- PAGE:
● ● ●
A decompiler for Emacs Lisp bytecode... or at least a proof of concept.
This code uses the Python spark-parser for its Earley algorithm parser and the code organization. I have a project that implements the Earley algorithm in Emacs Lisp. It needs a lot more work though to replace the Python code.
This is in a very early stage, but with some hand-waving, the code seems like it could cover everything.
A list of the kinds of things we can decompiler are in the test/lap directory. Two of the longer examples are:
- test-nested-when.el which demonstrates detecting forms like
defconst, as well as inverting macros like
- my-gcd.el which is a recursive fib program that really works.
Until docs are better organized, see Writing Semantic-action Rules and the https://github.com/rocky/python-uncompyle6/wiki/Deparsing-Paper for a more general overview.
I gave a talk on Emacs bytecode showing this code. Type "s" on a slide to see the text associated with the slide.
We are currently working on documenting Elisp bytecode. See https://github.com/rocky/elisp-bytecode .
● ● ●
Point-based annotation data
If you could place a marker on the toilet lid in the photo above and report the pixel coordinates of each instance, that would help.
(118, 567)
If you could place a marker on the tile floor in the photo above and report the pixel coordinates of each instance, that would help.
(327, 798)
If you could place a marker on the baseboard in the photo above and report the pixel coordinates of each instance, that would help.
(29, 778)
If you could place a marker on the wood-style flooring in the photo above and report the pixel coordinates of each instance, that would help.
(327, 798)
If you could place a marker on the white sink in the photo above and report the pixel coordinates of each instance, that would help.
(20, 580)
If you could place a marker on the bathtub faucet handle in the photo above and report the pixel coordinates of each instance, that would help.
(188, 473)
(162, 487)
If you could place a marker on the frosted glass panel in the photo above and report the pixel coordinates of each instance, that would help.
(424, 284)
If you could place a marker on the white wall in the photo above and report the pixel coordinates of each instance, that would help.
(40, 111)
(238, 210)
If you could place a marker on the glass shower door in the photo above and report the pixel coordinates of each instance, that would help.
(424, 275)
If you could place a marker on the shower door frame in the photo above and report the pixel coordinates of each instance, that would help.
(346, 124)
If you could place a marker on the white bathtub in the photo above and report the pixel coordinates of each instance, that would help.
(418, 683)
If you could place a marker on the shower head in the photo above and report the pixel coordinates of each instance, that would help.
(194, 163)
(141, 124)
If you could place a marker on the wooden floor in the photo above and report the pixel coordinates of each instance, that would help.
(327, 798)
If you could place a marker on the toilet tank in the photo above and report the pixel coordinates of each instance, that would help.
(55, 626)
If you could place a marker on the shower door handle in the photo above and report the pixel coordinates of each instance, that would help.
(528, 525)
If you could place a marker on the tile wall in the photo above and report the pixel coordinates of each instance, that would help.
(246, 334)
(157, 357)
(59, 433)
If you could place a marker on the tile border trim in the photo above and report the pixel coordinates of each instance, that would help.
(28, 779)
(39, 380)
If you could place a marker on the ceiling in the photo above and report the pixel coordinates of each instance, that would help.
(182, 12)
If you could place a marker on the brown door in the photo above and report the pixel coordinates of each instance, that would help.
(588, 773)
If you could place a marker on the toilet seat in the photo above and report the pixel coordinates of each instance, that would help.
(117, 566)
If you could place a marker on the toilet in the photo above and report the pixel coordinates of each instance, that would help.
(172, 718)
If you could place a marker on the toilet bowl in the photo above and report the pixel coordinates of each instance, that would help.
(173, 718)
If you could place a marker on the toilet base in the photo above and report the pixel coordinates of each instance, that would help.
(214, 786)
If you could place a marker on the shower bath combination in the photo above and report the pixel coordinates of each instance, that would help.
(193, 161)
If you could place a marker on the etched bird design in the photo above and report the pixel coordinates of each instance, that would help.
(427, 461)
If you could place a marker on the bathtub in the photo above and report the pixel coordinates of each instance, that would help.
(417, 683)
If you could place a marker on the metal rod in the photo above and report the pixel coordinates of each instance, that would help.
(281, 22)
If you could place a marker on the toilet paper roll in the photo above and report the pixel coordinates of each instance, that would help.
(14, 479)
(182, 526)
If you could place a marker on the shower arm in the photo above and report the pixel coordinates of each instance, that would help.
● ● ●
- AIM OF THE EXERCISE: Please copy the Emacs Lisp decompiler text between "A decompiler for" and "the Python code.", inclusive, changing "Python" to "Ruby" wherever it occurs.

- FINAL ANSWER:
A decompiler for Emacs Lisp bytecode... or at least a proof of concept.
This code uses the Ruby spark-parser for its Earley algorithm parser and the code organization. I have a project that implements the Earley algorithm in Emacs Lisp. It needs a lot more work though to replace the Ruby code.